## Source passage:
The UV-vis spectrum of PETBP in acetonitrile is shown in Fig. 1. As clearly visible in the figure, it is characterized by a very intense Soret band peaked at 456 nm and by a less intense Q band peaked at 655 nm, as usual in porphyrin spectra. The extension of the aromatic core, to the four benzene rings fused onto the benzoporphyrin macrocycle is expected to produce a drastic lowering of the energy of the electronic π–π* transition with respect to porphyrins.

Fig. 1 Normalized spectra of PETBP in acetonitrile solution (solid) and onto TiO₂ (dotted).

As an example, the comparison between the spectra of zinc tetraphenyl-porphyrin (Zn-TPP) and zinc tetrabenzoporphyrin shows that the Soret and Q band of the latter one are both red-shifted (433 vs. 423; 631 vs. 548 nm).^34,35 Moreover, the introduction of phenyl substituents in the meso positions produces a further bathochromic shift as reported for the spectrum of zinc tetraphenyl-tetrabenzoporphyrin (445 nm/656 nm).³⁶

PETBP holds three phenyl groups and the ethynylbenzoic moiety onto the meso positions of the tetrabenzoporphyrins core, its spectrum is quite typical for such kind of macrocycle and the unsymmetrical substitutions result only in a slight red-shift of the Soret band.

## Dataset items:
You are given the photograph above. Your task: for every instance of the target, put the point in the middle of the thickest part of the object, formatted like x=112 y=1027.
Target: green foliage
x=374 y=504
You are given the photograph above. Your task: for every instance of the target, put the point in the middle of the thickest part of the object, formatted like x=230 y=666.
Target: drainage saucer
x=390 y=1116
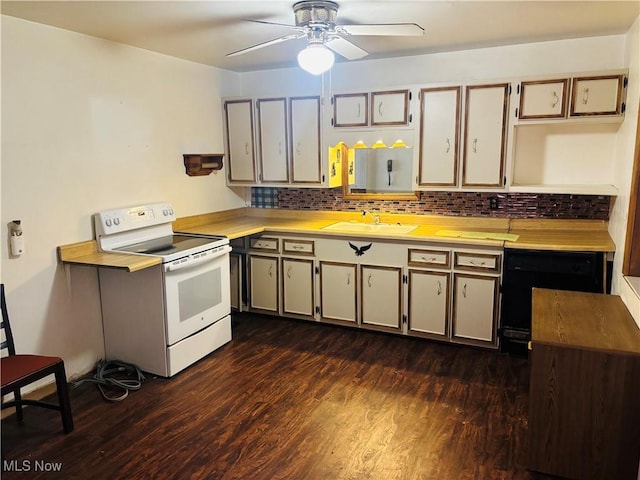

## Task description:
Write out the passage on porphyrin spectra again, starting at the words "As an example, the" and stopping after "the Soret band.", and switch "bathochromic shift" to "red shift". These lines have no connection to the passage on porphyrin spectra.

## Complete answer:
As an example, the comparison between the spectra of zinc tetraphenyl-porphyrin (Zn-TPP) and zinc tetrabenzoporphyrin shows that the Soret and Q band of the latter one are both red-shifted (433 vs. 423; 631 vs. 548 nm).^34,35 Moreover, the introduction of phenyl substituents in the meso positions produces a further red shift as reported for the spectrum of zinc tetraphenyl-tetrabenzoporphyrin (445 nm/656 nm).³⁶

PETBP holds three phenyl groups and the ethynylbenzoic moiety onto the meso positions of the tetrabenzoporphyrins core, its spectrum is quite typical for such kind of macrocycle and the unsymmetrical substitutions result only in a slight red-shift of the Soret band.